**PROBLEM DESCRIPTION:** Count how many of the lines below contain the string "query". Reply with the number alone.

· · · · · · ·

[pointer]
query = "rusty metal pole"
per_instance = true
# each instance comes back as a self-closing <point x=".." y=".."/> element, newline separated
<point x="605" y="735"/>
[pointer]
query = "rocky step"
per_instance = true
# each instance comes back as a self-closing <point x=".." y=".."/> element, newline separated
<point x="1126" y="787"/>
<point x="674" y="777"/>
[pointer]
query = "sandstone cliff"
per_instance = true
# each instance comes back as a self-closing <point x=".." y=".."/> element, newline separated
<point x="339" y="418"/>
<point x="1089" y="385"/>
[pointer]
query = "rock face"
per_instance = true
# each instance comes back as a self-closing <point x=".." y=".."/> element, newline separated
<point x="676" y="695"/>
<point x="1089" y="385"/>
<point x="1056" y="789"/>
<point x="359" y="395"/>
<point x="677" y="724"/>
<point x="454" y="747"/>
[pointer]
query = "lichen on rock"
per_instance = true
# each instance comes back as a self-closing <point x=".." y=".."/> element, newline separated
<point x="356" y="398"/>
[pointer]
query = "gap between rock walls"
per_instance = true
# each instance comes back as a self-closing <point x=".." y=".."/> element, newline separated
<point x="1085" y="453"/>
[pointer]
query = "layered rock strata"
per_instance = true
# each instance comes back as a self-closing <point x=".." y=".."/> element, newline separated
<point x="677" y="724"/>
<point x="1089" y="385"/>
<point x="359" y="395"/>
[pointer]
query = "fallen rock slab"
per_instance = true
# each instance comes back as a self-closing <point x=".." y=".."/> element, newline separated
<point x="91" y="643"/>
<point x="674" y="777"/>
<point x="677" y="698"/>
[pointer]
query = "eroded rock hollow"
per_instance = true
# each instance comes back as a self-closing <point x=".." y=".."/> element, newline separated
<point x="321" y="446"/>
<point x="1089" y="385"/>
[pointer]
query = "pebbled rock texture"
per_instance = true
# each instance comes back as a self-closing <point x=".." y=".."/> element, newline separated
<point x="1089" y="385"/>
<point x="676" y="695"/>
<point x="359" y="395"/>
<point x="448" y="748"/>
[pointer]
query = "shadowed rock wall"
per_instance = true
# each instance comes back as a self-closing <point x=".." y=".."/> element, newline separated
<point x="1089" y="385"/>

· · · · · · ·

**SOLUTION FOR THIS PROBLEM:** 11